-- Exercise instructions --
Reproduce every one of the items below word for word, with no changes.
— BEGIN Data to use —
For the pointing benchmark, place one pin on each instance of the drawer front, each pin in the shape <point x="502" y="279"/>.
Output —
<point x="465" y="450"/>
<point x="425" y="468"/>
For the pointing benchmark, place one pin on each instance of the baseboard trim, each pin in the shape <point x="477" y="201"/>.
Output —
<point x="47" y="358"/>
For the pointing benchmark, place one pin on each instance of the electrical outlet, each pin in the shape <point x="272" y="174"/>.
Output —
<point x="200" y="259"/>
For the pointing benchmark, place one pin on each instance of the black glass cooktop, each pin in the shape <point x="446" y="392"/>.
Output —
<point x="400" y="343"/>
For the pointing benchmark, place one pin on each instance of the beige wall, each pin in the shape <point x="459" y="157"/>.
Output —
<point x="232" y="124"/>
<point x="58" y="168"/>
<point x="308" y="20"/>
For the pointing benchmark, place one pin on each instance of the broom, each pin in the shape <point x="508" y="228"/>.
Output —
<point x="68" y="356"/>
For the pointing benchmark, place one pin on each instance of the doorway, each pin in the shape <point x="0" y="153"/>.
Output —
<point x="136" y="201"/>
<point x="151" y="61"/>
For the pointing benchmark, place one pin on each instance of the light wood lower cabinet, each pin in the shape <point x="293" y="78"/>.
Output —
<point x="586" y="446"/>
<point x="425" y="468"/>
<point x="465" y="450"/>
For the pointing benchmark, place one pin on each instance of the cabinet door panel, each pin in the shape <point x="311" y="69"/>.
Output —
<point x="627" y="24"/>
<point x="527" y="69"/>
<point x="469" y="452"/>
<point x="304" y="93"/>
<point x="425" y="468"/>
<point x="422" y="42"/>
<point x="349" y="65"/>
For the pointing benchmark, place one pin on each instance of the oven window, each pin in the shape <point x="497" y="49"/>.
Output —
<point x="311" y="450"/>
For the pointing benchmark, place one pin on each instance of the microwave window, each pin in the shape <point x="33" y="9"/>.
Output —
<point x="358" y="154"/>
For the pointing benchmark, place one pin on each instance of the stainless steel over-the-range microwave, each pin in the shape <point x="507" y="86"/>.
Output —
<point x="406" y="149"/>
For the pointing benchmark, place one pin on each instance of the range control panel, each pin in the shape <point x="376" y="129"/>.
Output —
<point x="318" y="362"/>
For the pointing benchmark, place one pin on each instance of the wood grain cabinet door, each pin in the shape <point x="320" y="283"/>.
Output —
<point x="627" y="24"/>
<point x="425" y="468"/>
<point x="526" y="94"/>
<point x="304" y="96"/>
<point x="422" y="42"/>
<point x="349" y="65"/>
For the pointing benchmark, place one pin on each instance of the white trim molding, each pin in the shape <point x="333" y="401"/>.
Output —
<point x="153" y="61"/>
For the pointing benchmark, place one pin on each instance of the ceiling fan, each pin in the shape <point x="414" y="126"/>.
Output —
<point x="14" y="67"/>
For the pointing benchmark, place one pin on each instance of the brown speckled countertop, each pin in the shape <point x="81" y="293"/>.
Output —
— END Data to use —
-- Expected answer --
For the pointing benchmark, place one pin on each instance of the drawer front, each pin in the shape <point x="502" y="279"/>.
Output —
<point x="465" y="450"/>
<point x="425" y="468"/>
For the pointing benchmark, place one pin on each instance of the baseboard trim, each pin in the shape <point x="477" y="201"/>.
Output —
<point x="47" y="358"/>
For the pointing benchmark, place one pin on each instance of the electrical outlet, each pin in the shape <point x="272" y="174"/>.
Output —
<point x="200" y="259"/>
For the pointing benchmark, place one pin on each instance of the black glass cooktop, each pin in the shape <point x="446" y="392"/>.
Output —
<point x="400" y="343"/>
For the pointing benchmark, place one pin on each instance of the beige wall, each pin in the shape <point x="459" y="157"/>.
Output —
<point x="232" y="124"/>
<point x="58" y="168"/>
<point x="308" y="20"/>
For the pointing benchmark, place one pin on each instance of the broom, each pin in the shape <point x="508" y="228"/>.
Output —
<point x="68" y="356"/>
For the pointing benchmark, place one pin on each instance of the doorway, each pin in the shape <point x="0" y="153"/>.
Output —
<point x="136" y="201"/>
<point x="151" y="61"/>
For the pointing benchmark, place one pin on each instance of the light wood lower cabinet, each pin in the shape <point x="293" y="78"/>.
Output —
<point x="586" y="446"/>
<point x="425" y="468"/>
<point x="465" y="450"/>
For the pointing benchmark, place one pin on each instance of the cabinet door panel, each pin in the shape <point x="311" y="69"/>.
Output —
<point x="627" y="24"/>
<point x="527" y="69"/>
<point x="469" y="452"/>
<point x="304" y="93"/>
<point x="425" y="468"/>
<point x="422" y="42"/>
<point x="349" y="65"/>
For the pointing benchmark, place one pin on each instance of the oven window, each pin in the shape <point x="497" y="49"/>.
Output —
<point x="311" y="450"/>
For the pointing benchmark, place one pin on each instance of the microwave window, each pin in the shape <point x="33" y="9"/>.
Output —
<point x="358" y="154"/>
For the pointing benchmark, place one pin on each instance of the stainless steel over-the-range microwave, each pin in the shape <point x="507" y="86"/>.
Output —
<point x="406" y="149"/>
For the pointing benchmark, place one pin on each instance of the range control panel, each pin in the shape <point x="376" y="129"/>.
Output —
<point x="318" y="362"/>
For the pointing benchmark, place one pin on each instance of the wood grain cabinet door, each pin in the shape <point x="320" y="283"/>.
Output —
<point x="627" y="24"/>
<point x="425" y="468"/>
<point x="526" y="94"/>
<point x="304" y="96"/>
<point x="422" y="42"/>
<point x="349" y="65"/>
For the pointing benchmark, place one pin on each instance of the white trim molding, each pin in the shape <point x="333" y="401"/>.
Output —
<point x="153" y="61"/>
For the pointing benchmark, place one pin on each instance of the ceiling fan, each pin in the shape <point x="414" y="126"/>.
Output —
<point x="14" y="67"/>
For the pointing benchmark, place one pin on each instance of the brown speckled countertop, each pin in the shape <point x="81" y="293"/>.
Output —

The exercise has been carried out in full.